▶ [課題]
**1.** 本文の「42が他のプログラミングスク」から「できているというわけですね。」までを通して、「プログラミングスクール」を「IT専門学校」に置き換えて書き直してください。
**2.** 文字列「church」を含むデータの行をすべて探し、それぞれそのまま書き写してください。大文字と小文字は区別します。

▶ [本文]
━━━━━━

予想外のことですが、コロナの影響で本来は登校のはずがリモートになり、コミュニケーションの課題も出てきています。 対面なしでのレビューのやり取りや言葉の使い方などによって、生徒たちの雰囲気がギスギスしてしまうことがあったり。
でも、リモートでのコミュニケーション、テキストでのコミュニケーションは職場では確実に必要になりますし、そこに課題も付き物です。 職場と同じような状況を現時点で体験できることは悪いことだとは思いませんね。
システムの根幹にあるのは「完全無料」
42が他のプログラミングスクールとまったく異なるのはわかったんですが、どうしてそんなシステムを採用できたんですか?
42は完全に無料なんです。 1円も払わずに、24時間オフィスやPC、ネット環境が使えて、かつWeb, 機械学習, セキュリティ…といった分野の中から、学習したい分野を学ぶことができます。
え、お金はどこから…?
ビジョンや仕組みに共感いただいた多くの企業様に支援していただくことで、月々の運営費を賄うことができています。
すごい多くの企業がスポンサーになってくれている…! どうしてこのように学費無料のシステムになったんですか?
42は、学歴社会が日本より厳しいフランスで、「エンジニアに学位はいらない、必要なのは実力だ」という信念で生まれたんです。
だからこそ授業料が完全に無料で、いつでも学習できる場所を提供しています。 年齢、学歴、性別に関係なく、現在の環境を問わず挑戦することができる仕組みになっています。
一般的なプログラミングスクールだと、どうしても10万円以上の金額がかかってしまいますもんね。
完全無料によって運営側にも実はメリットがあって。 無料だからこそチャレンジングな取り組みができているんです。 運営が極力関わらない仕組みも、生徒に厳しい態度を取ることができるのも、無料だからです。
必要な能力を培うための仕組みは、完全無料だからこそ実現できているというわけですね。
そうです。 お金をもらってしまうと、どうしてもサービス提供側とお客様の関係になってしまい、思い切ったことはしづらいですから。
必要な時間は140時間!?通過率5%を切る過酷な入学試験
42の環境をしっかり活用してくれるモチベーションの高い方に入学していただくため、入学にあたっては難易度の高い試験があります。 まず最初にオンラインテストがあり、今回の開校時には約5000名の応募から約700名まで絞られました。

━━━━━━

▶ [提供データ]
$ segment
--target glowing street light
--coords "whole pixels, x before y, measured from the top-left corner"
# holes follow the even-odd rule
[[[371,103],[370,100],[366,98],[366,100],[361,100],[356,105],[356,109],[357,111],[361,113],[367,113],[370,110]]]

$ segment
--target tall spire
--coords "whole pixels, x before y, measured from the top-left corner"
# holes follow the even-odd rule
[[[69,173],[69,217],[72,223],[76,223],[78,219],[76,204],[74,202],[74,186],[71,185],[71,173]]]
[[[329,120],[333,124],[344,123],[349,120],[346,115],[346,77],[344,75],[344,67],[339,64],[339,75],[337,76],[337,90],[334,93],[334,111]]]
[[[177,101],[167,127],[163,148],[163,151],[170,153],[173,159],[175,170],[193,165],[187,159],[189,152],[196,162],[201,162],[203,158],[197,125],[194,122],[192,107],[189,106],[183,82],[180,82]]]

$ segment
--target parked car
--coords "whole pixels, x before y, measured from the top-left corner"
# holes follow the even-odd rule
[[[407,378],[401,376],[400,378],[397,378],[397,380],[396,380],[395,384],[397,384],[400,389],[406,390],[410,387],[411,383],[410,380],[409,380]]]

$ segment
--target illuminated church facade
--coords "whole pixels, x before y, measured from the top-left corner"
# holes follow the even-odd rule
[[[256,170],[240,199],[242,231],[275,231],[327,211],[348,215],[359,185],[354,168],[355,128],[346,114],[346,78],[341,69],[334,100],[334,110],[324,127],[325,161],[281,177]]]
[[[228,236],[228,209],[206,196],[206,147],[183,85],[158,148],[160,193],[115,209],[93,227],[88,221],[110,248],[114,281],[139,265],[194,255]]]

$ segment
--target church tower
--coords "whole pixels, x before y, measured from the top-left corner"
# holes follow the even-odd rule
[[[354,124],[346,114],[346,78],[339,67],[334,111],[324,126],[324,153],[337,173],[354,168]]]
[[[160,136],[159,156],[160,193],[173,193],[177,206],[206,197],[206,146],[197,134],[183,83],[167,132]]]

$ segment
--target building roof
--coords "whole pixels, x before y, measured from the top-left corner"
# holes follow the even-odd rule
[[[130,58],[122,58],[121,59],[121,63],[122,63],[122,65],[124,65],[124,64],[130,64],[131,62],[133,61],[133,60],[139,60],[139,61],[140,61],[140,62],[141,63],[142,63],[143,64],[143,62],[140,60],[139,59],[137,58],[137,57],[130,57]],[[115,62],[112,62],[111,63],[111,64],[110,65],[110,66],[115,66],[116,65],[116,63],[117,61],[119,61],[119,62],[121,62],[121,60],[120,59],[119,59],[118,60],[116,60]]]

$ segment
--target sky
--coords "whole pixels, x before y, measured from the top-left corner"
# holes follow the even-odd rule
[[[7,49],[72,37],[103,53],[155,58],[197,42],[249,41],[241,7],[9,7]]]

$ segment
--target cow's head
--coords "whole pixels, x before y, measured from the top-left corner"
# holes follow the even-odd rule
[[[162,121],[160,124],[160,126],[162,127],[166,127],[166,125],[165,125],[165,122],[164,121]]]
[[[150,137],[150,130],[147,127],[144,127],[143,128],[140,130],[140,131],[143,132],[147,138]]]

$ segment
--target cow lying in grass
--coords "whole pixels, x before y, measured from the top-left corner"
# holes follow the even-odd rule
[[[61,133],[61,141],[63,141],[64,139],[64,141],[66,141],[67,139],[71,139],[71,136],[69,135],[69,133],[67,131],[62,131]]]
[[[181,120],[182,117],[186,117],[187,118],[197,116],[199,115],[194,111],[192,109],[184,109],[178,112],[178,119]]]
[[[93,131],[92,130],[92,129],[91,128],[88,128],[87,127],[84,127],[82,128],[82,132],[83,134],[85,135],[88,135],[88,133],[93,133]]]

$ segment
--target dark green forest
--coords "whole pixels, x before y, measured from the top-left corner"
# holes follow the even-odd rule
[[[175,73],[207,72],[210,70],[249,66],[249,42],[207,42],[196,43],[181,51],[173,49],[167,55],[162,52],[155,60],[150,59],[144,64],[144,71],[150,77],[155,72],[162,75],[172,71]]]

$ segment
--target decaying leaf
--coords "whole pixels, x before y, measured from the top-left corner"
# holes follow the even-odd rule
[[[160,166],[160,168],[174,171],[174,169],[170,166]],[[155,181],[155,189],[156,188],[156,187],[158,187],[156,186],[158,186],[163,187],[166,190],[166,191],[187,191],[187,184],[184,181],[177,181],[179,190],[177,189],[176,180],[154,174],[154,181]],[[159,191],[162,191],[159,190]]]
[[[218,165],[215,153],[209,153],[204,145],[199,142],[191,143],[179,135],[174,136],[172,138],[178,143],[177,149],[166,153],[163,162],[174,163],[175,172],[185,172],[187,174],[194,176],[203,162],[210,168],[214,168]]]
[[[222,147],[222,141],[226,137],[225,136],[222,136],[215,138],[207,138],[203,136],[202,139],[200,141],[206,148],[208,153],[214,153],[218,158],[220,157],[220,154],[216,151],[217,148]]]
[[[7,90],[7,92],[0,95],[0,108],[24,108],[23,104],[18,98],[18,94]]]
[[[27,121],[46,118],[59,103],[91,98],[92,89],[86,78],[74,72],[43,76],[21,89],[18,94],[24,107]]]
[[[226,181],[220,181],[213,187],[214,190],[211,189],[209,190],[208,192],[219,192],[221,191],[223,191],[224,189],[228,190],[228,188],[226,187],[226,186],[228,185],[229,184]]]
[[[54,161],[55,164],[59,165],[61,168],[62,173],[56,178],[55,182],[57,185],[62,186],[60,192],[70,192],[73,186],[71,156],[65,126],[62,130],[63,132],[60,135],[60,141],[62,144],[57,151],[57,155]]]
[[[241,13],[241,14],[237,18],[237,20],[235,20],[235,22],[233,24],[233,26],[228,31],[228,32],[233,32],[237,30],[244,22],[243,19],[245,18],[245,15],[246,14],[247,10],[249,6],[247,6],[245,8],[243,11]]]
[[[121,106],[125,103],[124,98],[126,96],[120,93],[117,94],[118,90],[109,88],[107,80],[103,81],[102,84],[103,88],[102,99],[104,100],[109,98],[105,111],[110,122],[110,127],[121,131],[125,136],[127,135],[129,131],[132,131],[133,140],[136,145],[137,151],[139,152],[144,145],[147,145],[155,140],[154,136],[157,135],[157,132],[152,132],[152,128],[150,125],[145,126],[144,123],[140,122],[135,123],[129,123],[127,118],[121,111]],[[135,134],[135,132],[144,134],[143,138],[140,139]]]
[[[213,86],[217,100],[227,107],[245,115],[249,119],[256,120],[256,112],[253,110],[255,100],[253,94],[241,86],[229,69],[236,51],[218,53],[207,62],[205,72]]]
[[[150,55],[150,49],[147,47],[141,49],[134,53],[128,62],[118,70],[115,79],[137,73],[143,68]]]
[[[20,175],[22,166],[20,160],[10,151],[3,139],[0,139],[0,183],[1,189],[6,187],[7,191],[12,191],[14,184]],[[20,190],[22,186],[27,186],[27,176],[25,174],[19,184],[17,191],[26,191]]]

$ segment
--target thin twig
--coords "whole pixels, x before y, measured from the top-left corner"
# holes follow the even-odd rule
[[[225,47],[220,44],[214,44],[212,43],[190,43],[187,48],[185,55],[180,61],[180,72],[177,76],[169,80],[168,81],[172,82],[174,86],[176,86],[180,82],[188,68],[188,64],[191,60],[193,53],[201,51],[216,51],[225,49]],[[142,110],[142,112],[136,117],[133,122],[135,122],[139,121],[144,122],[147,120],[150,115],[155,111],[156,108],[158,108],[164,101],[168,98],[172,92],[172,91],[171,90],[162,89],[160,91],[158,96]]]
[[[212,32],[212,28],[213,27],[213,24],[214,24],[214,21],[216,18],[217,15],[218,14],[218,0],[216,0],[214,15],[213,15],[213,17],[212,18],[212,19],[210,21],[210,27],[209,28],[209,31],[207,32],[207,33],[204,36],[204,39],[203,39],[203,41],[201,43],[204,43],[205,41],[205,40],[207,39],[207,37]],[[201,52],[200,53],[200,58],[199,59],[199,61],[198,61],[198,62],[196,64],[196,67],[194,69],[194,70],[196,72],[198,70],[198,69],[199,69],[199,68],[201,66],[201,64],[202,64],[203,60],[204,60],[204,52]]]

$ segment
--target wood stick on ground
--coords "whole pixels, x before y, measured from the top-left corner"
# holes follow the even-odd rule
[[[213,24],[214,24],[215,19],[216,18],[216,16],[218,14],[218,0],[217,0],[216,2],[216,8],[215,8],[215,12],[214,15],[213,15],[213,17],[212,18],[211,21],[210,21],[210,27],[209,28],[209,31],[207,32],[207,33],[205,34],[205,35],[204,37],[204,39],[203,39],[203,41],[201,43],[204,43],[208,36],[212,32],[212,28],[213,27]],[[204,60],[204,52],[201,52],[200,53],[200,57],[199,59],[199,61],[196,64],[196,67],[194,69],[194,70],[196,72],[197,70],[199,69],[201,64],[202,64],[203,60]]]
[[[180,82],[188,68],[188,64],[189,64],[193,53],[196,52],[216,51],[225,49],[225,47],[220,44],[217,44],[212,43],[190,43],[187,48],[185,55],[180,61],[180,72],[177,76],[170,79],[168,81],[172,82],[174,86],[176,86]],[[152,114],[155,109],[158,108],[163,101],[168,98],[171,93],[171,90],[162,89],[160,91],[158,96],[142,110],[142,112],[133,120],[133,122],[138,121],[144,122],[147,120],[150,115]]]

━━━━━━

▶ [解答]
**1.**
42が他のIT専門学校とまったく異なるのはわかったんですが、どうしてそんなシステムを採用できたんですか?
42は完全に無料なんです。 1円も払わずに、24時間オフィスやPC、ネット環境が使えて、かつWeb, 機械学習, セキュリティ…といった分野の中から、学習したい分野を学ぶことができます。
え、お金はどこから…?
ビジョンや仕組みに共感いただいた多くの企業様に支援していただくことで、月々の運営費を賄うことができています。
すごい多くの企業がスポンサーになってくれている…! どうしてこのように学費無料のシステムになったんですか?
42は、学歴社会が日本より厳しいフランスで、「エンジニアに学位はいらない、必要なのは実力だ」という信念で生まれたんです。
だからこそ授業料が完全に無料で、いつでも学習できる場所を提供しています。 年齢、学歴、性別に関係なく、現在の環境を問わず挑戦することができる仕組みになっています。
一般的なIT専門学校だと、どうしても10万円以上の金額がかかってしまいますもんね。
完全無料によって運営側にも実はメリットがあって。 無料だからこそチャレンジングな取り組みができているんです。 運営が極力関わらない仕組みも、生徒に厳しい態度を取ることができるのも、無料だからです。
必要な能力を培うための仕組みは、完全無料だからこそ実現できているというわけですね。

**2.**
--target illuminated church facade
--target church tower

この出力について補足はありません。